Nationalrat, XX.GP Stenographisches Protokoll 179. Sitzung / 25

Präsident Dr. Heinz Fischer: Nächster Redner ist Herr Abgeordneter Dr. Maitz. – Bitte.

9.32

Abgeordneter Dr. Karl Maitz (ÖVP): Herr Präsident! Herr Bundesminister! Meine sehr geehrten Damen und Herren! Die neunziger Jahre waren für das österreichische Bundesheer eine besonders bewegte Zeit. Unter der Verantwortung von Bundesminister Werner Fasslabend wurden viele Professionalisierungsschritte im Heer durchgeführt.

Nur einige Beispiele dazu: Es gab wesentliche Qualitätsverbesserungen bei der Ausbildung der Grundwehrdiener, der Unteroffiziere in der Heeresunteroffiziersakademie (Zwischenruf des Abg. Wabl) und in der Militärakademie als der Fachhochschule für Offiziere. Weiters zu nennen ist die Internationalisierung. Der Eintritt in die NATO-"Partnerschaft für den Frieden", die Schaffung eines Kommandos "Internationale Einsätze", mehr Professionalität durch die Einführung der Militärpersonen auf Zeit anstelle des seinerzeitigen Systems der unterprivilegierten Zeitsoldaten – übrigens eine Erfindung des Herrn Ministers Frischenschlager –, die Ausbildung von Offizieren früherer Oststaaten in der Landesverteidigungsakademie, die bald universitären Status erlangen wird, sowie die neue Heeresgliederung, die mehr Qualität und weniger Quantität gebracht hat, sind erwähnenswert.

========================================

Aufgabenstellung A: Schreiben Sie den Abschnitt des Protokollauszugs von "Nur einige Beispiele" bis "hat, sind erwähnenswert." neu und setzen Sie dabei "Soldaten auf Zeit" an die Stelle von "Zeitsoldaten".
Aufgabenstellung B:
Beantworten Sie anhand des Protokollauszugs kurz diese Fragen:
(i) Welcher Partei gehört Abgeordneter Dr. Karl Maitz an?
(ii) Unter wessen Verantwortung wurden die Professionalisierungsschritte im Heer durchgeführt?
(iii) Welchen Status wird die Landesverteidigungsakademie bald erlangen?
Aufgabenstellung C: Fassen Sie den Absatz des Protokollauszugs, der mit "Nur einige Beispiele dazu" beginnt, als Liste zusammen und behalten Sie dabei die wesentlichen Fakten bei.
Die Einträge haben mit dem Protokollauszug nichts zu tun.

========================================

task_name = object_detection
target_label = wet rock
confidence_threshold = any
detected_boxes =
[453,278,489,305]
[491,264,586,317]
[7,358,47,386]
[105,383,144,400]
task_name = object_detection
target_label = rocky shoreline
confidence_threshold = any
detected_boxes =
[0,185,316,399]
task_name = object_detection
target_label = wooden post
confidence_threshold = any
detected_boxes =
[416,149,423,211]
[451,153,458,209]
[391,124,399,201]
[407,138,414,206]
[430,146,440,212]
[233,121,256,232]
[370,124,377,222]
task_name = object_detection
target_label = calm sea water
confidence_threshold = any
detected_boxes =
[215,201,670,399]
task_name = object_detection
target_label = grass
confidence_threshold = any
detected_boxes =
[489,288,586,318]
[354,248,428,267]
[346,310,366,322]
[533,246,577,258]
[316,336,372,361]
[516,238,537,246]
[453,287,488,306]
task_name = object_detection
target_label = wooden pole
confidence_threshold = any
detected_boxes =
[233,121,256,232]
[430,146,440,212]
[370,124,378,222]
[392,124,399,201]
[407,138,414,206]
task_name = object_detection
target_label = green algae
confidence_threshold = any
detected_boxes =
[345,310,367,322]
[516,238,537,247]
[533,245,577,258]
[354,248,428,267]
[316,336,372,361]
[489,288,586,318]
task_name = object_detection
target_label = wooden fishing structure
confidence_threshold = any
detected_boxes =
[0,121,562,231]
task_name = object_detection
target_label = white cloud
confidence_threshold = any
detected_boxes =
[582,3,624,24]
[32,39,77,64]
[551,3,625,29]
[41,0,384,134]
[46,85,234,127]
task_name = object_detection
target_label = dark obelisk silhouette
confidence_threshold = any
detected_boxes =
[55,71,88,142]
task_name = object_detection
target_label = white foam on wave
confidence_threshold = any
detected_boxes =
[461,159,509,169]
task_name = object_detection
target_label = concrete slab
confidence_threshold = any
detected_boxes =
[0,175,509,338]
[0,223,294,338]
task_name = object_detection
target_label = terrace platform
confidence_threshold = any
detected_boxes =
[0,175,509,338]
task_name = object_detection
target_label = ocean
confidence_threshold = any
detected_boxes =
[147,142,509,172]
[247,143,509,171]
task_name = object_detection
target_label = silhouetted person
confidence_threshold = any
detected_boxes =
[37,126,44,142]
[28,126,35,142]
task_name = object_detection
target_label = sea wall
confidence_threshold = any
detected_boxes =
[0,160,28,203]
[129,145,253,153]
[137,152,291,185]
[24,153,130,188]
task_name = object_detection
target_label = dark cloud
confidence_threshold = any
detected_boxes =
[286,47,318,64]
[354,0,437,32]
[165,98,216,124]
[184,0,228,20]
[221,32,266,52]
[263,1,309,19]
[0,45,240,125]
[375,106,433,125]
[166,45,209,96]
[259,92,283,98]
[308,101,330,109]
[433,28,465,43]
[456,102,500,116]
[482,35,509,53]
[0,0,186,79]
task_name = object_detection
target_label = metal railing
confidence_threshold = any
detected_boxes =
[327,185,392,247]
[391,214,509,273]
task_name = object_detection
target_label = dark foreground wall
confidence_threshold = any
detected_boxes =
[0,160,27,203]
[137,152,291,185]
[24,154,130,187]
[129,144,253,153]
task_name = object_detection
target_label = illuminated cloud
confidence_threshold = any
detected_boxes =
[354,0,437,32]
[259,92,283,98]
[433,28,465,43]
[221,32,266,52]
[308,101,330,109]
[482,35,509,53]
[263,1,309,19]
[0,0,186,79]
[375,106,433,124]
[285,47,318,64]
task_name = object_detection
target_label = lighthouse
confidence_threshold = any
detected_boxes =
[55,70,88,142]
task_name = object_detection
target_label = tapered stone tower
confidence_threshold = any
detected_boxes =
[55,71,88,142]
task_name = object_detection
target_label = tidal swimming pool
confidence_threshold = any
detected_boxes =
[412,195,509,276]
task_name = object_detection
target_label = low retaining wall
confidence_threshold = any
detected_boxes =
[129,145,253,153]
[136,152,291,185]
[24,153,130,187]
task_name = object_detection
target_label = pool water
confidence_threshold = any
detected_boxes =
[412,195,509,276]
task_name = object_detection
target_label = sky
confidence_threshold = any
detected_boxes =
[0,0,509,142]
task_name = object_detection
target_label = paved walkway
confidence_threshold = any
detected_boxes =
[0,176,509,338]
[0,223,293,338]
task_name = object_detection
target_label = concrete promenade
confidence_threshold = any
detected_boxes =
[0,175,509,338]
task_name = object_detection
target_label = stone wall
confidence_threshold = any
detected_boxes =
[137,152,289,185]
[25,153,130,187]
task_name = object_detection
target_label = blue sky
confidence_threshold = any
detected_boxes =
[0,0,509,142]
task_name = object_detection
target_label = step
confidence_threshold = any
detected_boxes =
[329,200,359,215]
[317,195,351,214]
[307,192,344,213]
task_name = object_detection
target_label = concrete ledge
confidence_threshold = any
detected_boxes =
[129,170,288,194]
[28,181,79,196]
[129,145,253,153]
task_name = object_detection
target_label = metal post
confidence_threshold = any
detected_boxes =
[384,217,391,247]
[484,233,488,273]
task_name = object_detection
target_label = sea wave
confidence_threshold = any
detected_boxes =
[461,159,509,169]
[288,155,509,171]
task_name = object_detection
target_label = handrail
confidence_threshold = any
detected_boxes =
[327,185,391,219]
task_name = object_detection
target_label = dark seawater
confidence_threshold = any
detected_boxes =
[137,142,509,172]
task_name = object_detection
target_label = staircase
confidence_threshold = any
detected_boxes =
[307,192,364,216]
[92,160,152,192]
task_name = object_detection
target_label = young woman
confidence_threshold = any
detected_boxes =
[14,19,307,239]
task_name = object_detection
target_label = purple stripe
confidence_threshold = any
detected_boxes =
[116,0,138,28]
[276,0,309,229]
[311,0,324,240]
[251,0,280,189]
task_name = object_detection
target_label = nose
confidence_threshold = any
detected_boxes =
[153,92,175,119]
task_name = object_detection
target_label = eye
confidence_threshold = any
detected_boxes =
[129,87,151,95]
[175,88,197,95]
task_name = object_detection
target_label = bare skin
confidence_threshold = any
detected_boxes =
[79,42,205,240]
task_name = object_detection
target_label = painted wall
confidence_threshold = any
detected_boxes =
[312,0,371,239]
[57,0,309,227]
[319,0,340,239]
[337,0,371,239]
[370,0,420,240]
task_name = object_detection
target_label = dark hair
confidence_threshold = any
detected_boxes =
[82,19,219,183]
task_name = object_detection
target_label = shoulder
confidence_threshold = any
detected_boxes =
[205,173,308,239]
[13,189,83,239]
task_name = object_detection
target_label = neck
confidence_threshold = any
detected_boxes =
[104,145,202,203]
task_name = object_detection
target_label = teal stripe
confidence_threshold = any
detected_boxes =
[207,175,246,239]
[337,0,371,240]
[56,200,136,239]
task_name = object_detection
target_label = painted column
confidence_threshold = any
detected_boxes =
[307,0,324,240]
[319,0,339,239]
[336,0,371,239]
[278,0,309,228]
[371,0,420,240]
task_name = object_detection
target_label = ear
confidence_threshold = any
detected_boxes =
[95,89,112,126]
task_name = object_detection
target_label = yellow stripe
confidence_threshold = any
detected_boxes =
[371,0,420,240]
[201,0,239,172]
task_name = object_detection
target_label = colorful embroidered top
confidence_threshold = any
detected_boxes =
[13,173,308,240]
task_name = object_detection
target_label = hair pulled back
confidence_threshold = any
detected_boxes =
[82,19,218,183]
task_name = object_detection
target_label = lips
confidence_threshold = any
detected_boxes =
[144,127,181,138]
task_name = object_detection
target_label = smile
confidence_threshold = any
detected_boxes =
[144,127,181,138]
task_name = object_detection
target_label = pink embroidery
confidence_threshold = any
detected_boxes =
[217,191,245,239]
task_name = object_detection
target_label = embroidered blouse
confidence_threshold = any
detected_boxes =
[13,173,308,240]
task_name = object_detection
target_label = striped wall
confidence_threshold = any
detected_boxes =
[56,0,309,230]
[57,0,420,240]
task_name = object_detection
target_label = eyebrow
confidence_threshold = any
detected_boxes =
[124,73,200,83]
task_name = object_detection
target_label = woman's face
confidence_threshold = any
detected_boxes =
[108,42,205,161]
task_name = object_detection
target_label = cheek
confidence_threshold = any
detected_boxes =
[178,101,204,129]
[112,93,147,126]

========================================

Vollständige Antwort A:
Nur einige Beispiele dazu: Es gab wesentliche Qualitätsverbesserungen bei der Ausbildung der Grundwehrdiener, der Unteroffiziere in der Heeresunteroffiziersakademie (Zwischenruf des Abg. Wabl) und in der Militärakademie als der Fachhochschule für Offiziere. Weiters zu nennen ist die Internationalisierung. Der Eintritt in die NATO-"Partnerschaft für den Frieden", die Schaffung eines Kommandos "Internationale Einsätze", mehr Professionalität durch die Einführung der Militärpersonen auf Zeit anstelle des seinerzeitigen Systems der unterprivilegierten Soldaten auf Zeit – übrigens eine Erfindung des Herrn Ministers Frischenschlager –, die Ausbildung von Offizieren früherer Oststaaten in der Landesverteidigungsakademie, die bald universitären Status erlangen wird, sowie die neue Heeresgliederung, die mehr Qualität und weniger Quantität gebracht hat, sind erwähnenswert.

Vollständige Antwort B:
(i) Der ÖVP.
(ii) Unter der Verantwortung von Bundesminister Werner Fasslabend.
(iii) Den universitären Status.

Vollständige Antwort C:
- Qualitätsverbesserungen in der Ausbildung der Grundwehrdiener, der Unteroffiziere an der Heeresunteroffiziersakademie und der Offiziere an der Militärakademie (Fachhochschule für Offiziere)
- Internationalisierung
- Eintritt in die NATO-"Partnerschaft für den Frieden"
- Schaffung eines Kommandos "Internationale Einsätze"
- Einführung der Militärpersonen auf Zeit anstelle des früheren Systems der unterprivilegierten Zeitsoldaten
- Ausbildung von Offizieren früherer Oststaaten an der Landesverteidigungsakademie, die bald universitären Status erlangen wird
- neue Heeresgliederung mit mehr Qualität und weniger Quantität